▸ **WHAT YOU WILL DO**
Reproduce the dictionary entry for "cavort" word for word from "[no object]" to "broken and demoralised.".

▸ **PROVIDED TEXT**
########################################
Definition of cavort in English:

cavort

Syllabification: cav·ort
Pronunciation: /kəˈvôrt
 
/

verb

[no object]
  • 1Jump or dance around excitedly: spider monkeys leap and cavort in the branches
    More example sentences
    • Sir Willard White was a superb Mephistopheles: his ‘Song of the Flea’ danced and cavorted, and he had plenty of menace when it was needed.
    • How the Italians cavorted and jumped for joy at the final whistle; how the Scots looked broken and demoralised.
    • People walk across the water; they cavort, splash, dance - and finally someone falls from a great height and vanishes entirely.
    Synonyms
    skip, dance, romp, jig, caper, frisk, play/horse around, gambol, prance, frolic, lark; bounce, trip, leap, jump, bound, spring, hop; roughhouse, rollick
  • 1.1 informal Apply oneself enthusiastically to sexual or disreputable pursuits: he spent his nights cavorting with the glitterati
    More example sentences
    • Ibiza, of course, tends to attract those who actively seek public attention - why else would minor stars spend their nights cavorting on the dance floors of the island's mega nightclubs?
########################################
▸ **SOURCE EXCERPT**
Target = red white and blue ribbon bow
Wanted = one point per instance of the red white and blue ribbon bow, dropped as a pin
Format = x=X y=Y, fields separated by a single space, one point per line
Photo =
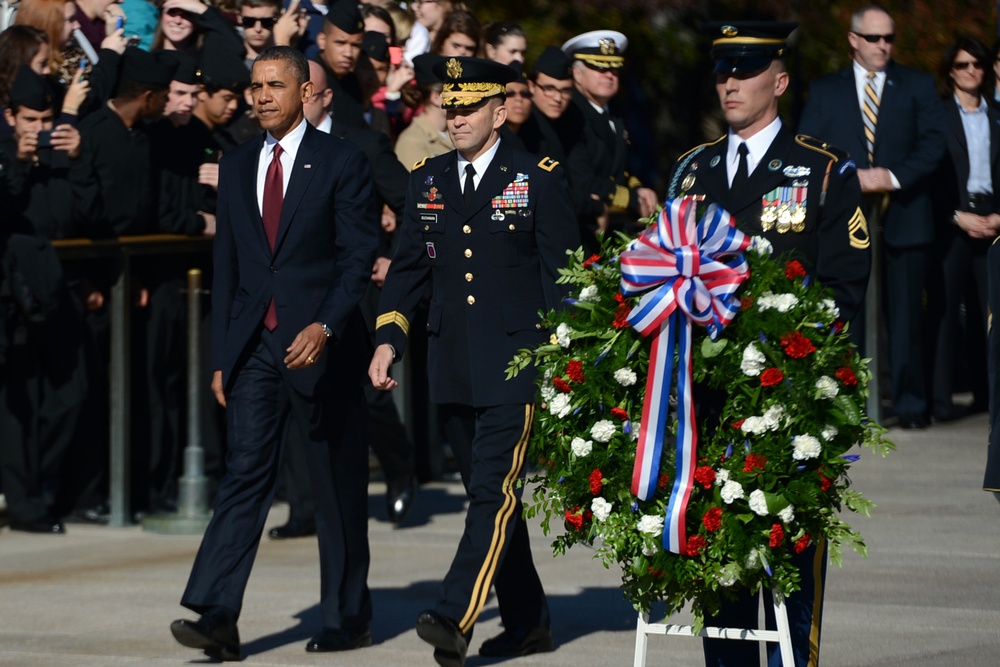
########################################
▸ **TASK ANSWER**
[no object]
  • 1Jump or dance around excitedly: spider monkeys leap and cavort in the branches
    More example sentences
    • Sir Willard White was a superb Mephistopheles: his ‘Song of the Flea’ danced and cavorted, and he had plenty of menace when it was needed.
    • How the Italians cavorted and jumped for joy at the final whistle; how the Scots looked broken and demoralised.